*The exercise:* Reproduce everything from the line containing "Place a point on the balcony in" down to the line containing "525], [505, 515]]", with both of those lines included.

[BEGIN Provided entries]

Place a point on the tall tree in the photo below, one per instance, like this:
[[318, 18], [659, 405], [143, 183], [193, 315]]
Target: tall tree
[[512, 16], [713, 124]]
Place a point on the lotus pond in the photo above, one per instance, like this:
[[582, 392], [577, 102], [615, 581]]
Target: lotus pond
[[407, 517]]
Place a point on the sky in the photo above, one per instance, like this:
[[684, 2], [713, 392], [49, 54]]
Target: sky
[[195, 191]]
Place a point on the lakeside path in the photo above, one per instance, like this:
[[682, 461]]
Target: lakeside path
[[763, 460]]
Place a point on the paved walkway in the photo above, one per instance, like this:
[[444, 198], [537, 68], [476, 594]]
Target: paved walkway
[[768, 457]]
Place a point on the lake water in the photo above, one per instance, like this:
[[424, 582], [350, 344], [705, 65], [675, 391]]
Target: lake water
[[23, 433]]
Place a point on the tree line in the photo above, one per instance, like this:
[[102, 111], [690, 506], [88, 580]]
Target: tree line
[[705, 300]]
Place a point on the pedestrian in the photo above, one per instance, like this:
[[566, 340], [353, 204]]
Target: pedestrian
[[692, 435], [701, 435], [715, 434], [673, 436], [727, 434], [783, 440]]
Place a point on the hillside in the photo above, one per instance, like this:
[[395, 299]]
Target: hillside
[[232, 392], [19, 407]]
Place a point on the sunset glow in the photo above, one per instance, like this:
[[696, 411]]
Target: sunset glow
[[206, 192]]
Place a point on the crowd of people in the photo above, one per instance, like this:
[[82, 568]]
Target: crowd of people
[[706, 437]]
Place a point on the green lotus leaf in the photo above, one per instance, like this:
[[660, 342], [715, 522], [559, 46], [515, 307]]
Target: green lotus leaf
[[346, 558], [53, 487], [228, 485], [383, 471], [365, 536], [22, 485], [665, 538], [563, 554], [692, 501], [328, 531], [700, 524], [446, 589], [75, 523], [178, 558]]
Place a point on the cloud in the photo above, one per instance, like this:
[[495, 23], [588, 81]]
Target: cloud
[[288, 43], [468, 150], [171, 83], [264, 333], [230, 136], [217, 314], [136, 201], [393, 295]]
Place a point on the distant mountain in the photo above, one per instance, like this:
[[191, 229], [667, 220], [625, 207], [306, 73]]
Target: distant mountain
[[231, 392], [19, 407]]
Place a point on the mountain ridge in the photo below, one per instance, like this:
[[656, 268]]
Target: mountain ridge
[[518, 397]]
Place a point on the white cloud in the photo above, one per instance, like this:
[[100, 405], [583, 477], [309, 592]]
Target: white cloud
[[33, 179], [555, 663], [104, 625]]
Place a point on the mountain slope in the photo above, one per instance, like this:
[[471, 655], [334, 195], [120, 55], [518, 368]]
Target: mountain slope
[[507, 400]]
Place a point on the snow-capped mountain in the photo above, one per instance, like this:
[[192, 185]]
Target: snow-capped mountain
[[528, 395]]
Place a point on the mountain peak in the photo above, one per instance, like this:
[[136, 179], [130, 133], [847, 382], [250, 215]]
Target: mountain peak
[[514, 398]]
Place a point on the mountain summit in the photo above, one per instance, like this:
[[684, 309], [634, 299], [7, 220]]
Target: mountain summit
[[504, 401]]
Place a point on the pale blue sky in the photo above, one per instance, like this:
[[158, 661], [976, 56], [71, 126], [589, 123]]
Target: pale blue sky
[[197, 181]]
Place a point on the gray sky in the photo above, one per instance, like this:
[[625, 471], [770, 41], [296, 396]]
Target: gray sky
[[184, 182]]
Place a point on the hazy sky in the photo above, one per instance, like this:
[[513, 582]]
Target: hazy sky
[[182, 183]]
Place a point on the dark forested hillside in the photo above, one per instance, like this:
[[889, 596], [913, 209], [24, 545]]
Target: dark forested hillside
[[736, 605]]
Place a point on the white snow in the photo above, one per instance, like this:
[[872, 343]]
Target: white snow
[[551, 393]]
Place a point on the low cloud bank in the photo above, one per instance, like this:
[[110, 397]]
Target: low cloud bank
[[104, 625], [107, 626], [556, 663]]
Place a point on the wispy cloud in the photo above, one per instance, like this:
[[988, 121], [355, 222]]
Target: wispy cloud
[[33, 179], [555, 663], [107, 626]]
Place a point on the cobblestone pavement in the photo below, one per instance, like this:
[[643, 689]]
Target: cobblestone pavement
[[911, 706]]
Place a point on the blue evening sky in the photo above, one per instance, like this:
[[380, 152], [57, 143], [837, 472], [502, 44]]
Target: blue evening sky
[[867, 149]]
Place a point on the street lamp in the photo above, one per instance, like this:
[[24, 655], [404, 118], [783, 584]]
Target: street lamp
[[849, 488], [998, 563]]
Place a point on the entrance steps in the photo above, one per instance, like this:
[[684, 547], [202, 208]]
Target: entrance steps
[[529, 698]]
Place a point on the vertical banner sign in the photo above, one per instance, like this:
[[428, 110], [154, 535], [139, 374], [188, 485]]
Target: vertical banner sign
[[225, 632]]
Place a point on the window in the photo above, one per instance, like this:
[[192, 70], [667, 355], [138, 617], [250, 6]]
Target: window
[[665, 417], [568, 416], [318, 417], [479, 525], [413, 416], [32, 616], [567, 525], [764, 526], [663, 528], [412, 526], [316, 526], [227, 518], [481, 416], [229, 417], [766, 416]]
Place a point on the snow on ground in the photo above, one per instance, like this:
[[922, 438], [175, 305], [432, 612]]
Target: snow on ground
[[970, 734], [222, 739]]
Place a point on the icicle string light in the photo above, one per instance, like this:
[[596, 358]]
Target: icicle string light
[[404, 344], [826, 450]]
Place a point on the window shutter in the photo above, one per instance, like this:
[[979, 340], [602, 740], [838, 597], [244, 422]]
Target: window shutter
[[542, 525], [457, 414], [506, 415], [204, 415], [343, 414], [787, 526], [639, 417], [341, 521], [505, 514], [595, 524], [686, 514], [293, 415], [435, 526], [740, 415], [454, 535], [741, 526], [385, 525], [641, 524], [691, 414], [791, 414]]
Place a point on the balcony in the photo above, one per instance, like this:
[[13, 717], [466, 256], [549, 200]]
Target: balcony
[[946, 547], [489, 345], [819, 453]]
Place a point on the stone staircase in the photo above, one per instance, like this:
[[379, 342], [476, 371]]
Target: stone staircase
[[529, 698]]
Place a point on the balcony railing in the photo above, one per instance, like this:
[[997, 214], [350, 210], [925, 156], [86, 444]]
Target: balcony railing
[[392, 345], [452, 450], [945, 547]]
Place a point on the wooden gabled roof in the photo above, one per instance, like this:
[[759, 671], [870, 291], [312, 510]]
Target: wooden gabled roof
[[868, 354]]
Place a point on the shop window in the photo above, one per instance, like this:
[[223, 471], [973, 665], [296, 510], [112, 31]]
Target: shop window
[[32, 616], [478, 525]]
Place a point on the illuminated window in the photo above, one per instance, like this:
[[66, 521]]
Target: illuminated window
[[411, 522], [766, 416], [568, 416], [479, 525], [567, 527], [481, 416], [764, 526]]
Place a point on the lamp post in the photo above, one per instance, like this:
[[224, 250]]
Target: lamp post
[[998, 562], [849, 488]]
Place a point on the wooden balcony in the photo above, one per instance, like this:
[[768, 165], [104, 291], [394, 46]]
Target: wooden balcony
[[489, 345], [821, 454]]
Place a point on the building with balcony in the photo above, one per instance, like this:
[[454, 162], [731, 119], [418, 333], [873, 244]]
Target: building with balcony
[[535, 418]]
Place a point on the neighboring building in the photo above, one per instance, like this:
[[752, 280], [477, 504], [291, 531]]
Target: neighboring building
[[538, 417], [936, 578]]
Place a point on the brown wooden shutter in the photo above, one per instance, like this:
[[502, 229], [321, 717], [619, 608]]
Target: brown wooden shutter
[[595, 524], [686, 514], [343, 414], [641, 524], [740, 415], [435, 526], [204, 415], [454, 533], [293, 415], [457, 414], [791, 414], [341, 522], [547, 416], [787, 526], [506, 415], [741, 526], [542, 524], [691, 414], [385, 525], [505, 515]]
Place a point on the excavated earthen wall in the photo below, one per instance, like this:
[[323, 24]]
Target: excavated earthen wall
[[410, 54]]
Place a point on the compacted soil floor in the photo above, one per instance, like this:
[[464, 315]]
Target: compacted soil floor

[END Provided entries]

*Finished task:*
Place a point on the balcony in the photo above, one per instance, like this:
[[13, 717], [466, 256], [549, 200]]
Target: balcony
[[946, 547], [489, 345], [819, 453]]
Place a point on the stone staircase in the photo above, one per instance, like this:
[[379, 342], [476, 371]]
Target: stone staircase
[[529, 698]]
Place a point on the balcony railing in the photo above, one per instance, like this:
[[997, 214], [350, 210], [925, 156], [86, 444]]
Target: balcony railing
[[392, 345], [452, 450], [945, 547]]
Place a point on the wooden gabled roof in the photo above, one per instance, like this:
[[759, 671], [870, 291], [312, 510]]
Target: wooden gabled roof
[[868, 354]]
Place a point on the shop window in the photo above, one per instance, like this:
[[223, 471], [973, 665], [296, 510], [112, 31]]
Target: shop window
[[32, 616], [478, 525]]
Place a point on the illuminated window in the photo above, one per instance, like this:
[[66, 521]]
Target: illuminated window
[[411, 522], [766, 416], [568, 416], [479, 525], [567, 527], [481, 416], [764, 526]]
Place a point on the lamp post in the photo above, one per instance, like this:
[[224, 250]]
Target: lamp post
[[998, 562], [849, 488]]
Place a point on the wooden balcony in the photo above, one per instance, like this:
[[768, 165], [104, 291], [394, 46]]
Target: wooden balcony
[[489, 345], [821, 454]]
Place a point on the building with balcony in the photo above, one per instance, like this:
[[454, 162], [731, 119], [418, 333], [873, 244]]
Target: building with balcony
[[535, 418]]
Place a point on the neighboring building in the photo above, one per instance, like this:
[[752, 280], [477, 504], [291, 531]]
Target: neighboring building
[[538, 417], [936, 578]]
Place a point on the brown wooden shutter in the photo above, one per instance, like this:
[[502, 229], [321, 717], [619, 608]]
Target: brown wooden shutter
[[595, 524], [686, 514], [343, 414], [641, 524], [740, 415], [435, 526], [204, 415], [454, 533], [293, 415], [457, 414], [791, 414], [341, 522], [547, 416], [787, 526], [506, 415], [741, 526], [542, 524], [691, 414], [385, 525], [505, 515]]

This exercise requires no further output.